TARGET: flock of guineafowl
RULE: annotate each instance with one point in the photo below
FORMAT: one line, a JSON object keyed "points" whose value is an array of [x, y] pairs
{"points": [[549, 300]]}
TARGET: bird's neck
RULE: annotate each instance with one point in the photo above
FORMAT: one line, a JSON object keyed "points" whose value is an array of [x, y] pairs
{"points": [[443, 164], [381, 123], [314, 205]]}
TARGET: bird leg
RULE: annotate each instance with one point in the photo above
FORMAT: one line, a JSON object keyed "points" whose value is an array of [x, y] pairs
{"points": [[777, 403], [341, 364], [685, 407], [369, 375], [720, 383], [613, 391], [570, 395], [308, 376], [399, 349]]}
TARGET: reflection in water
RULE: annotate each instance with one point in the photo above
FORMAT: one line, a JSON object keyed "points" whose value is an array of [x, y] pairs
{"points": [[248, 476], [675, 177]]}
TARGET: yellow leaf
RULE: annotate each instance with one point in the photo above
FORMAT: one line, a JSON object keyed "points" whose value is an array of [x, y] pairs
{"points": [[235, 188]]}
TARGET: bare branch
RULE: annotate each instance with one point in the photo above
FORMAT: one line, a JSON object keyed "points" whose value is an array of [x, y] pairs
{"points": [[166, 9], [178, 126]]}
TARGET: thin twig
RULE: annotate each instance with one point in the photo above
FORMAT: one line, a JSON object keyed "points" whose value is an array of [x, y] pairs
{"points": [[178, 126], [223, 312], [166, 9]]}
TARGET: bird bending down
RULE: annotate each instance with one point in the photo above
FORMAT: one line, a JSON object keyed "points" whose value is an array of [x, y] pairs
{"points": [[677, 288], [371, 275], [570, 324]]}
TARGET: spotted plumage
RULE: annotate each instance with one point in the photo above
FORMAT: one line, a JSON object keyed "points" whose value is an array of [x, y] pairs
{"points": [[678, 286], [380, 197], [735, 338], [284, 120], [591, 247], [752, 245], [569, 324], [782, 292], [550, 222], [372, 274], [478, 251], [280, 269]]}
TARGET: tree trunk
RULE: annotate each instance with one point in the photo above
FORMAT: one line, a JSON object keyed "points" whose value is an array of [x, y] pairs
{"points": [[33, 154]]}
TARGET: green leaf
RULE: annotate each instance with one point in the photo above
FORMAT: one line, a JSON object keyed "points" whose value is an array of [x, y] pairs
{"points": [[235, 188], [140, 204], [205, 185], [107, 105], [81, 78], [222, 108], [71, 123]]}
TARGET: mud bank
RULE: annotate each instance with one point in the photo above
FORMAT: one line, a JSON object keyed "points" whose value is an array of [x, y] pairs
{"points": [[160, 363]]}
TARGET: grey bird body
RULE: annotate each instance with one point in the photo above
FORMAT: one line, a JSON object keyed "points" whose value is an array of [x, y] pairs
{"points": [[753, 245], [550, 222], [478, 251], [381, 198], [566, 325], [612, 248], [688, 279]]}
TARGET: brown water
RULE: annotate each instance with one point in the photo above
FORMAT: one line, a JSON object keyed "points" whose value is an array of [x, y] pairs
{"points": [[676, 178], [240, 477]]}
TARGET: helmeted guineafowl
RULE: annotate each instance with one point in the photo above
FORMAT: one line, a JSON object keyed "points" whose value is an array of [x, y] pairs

===

▶ _Work request_
Show, from the listing above, each line that contains the word "water".

▶ _Result for this task_
TARGET: reflection in water
TARGET: brown water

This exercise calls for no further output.